_READING PASSAGE_
There is a train from the airport to Termini. Rome is fascinating if you have even a tiny sense of history, but coffee (invariably excellent) can be expensive. Dining out is easy, enjoyable and good value. Breakfast is pretty thin in Italy when compared to what most Aussie cyclists would expect. Cheap hotels normally have tiny rooms compared to hotels in N America and may struggle to accommodate a fully assembled road tandem, check ahead if you can.
I took a cheap, easy train from Termini to Viterbo and rode up to Tuscany from there. The traffic is terrible but improves a bit as you get into Tuscany. Drivers everywhere are skillful, and seem happy to see cyclists, but most drive very fast, and traffic can be very dense in some areas. I found navigation very challenging during my three weeks in Italy, especially compared to France or Switzerland, perhaps GPS would help. Otherwise: Michelin maps. Roads are mostly good, but smaller roads in rural areas vary a lot. Grades are often steep - the road takes a direct route over a ridge or hill to get to the next town - but distances are not long. Lots of campsites if that's what you want, but they are expensive (especially compared to rural France) because privately run.

_TO-DO ITEM 1_
Reproduce the Italy cycling notes word for word, in full.
The Italy cycling notes have no connection to the rows that follow them.

_GIVEN DATA_
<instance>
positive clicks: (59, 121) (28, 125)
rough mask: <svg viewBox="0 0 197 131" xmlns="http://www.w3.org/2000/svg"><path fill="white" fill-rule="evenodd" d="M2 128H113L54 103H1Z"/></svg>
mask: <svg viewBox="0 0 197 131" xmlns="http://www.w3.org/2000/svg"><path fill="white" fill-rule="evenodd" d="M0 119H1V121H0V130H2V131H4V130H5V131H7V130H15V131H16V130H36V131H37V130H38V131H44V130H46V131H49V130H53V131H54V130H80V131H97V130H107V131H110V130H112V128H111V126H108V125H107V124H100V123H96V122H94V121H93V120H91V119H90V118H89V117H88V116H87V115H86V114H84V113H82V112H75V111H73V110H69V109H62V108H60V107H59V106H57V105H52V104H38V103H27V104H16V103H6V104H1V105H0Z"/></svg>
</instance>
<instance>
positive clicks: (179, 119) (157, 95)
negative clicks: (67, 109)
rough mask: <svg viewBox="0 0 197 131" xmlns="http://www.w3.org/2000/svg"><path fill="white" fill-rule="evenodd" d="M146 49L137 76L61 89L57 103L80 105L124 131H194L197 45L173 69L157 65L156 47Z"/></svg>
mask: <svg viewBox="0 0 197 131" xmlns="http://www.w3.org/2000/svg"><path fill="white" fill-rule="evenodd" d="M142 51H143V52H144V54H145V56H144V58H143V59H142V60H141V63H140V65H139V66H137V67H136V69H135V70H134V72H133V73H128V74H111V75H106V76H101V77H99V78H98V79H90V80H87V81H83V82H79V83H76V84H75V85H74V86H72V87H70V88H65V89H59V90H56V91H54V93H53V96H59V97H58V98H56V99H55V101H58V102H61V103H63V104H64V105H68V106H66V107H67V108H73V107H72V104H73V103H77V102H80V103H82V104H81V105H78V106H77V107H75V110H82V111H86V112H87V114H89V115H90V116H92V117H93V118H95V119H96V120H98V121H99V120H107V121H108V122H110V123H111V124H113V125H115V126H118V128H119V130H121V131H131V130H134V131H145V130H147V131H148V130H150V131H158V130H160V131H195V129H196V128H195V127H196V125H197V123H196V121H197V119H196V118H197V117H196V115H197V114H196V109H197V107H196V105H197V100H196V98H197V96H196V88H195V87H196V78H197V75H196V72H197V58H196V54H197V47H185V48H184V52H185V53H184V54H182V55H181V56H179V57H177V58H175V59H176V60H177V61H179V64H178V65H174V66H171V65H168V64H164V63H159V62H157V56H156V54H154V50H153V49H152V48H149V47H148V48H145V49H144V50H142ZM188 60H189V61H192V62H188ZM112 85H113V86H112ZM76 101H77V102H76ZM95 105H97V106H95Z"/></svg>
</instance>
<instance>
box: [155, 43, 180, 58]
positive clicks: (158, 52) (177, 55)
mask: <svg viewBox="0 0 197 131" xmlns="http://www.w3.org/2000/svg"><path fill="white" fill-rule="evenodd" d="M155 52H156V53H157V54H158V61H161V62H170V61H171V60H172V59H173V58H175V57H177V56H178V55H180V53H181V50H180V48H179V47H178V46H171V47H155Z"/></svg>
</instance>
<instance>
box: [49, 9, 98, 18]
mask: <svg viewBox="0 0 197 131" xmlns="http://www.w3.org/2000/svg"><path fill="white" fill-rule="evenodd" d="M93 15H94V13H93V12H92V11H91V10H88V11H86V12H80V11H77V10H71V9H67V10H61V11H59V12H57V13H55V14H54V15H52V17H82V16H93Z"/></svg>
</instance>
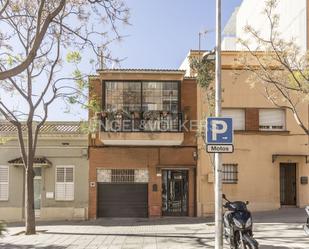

_TO-DO ITEM 2_
Find every line in the rows that contains the string "rough" and copy each of those lines.

_TASK RESULT 1_
There is a train from the airport to Termini. Rome is fascinating if you have even a tiny sense of history, but coffee (invariably excellent) can be expensive. Dining out is easy, enjoyable and good value. Breakfast is pretty thin in Italy when compared to what most Aussie cyclists would expect. Cheap hotels normally have tiny rooms compared to hotels in N America and may struggle to accommodate a fully assembled road tandem, check ahead if you can.
I took a cheap, easy train from Termini to Viterbo and rode up to Tuscany from there. The traffic is terrible but improves a bit as you get into Tuscany. Drivers everywhere are skillful, and seem happy to see cyclists, but most drive very fast, and traffic can be very dense in some areas. I found navigation very challenging during my three weeks in Italy, especially compared to France or Switzerland, perhaps GPS would help. Otherwise: Michelin maps. Roads are mostly good, but smaller roads in rural areas vary a lot. Grades are often steep - the road takes a direct route over a ridge or hill to get to the next town - but distances are not long. Lots of campsites if that's what you want, but they are expensive (especially compared to rural France) because privately run.

_TASK RESULT 2_
rough mask: <svg viewBox="0 0 197 131" xmlns="http://www.w3.org/2000/svg"><path fill="white" fill-rule="evenodd" d="M2 128H113L54 103H1Z"/></svg>
rough mask: <svg viewBox="0 0 197 131" xmlns="http://www.w3.org/2000/svg"><path fill="white" fill-rule="evenodd" d="M146 49L137 76L61 89L57 103L80 105L124 131H194L197 45L173 69L157 65L156 47Z"/></svg>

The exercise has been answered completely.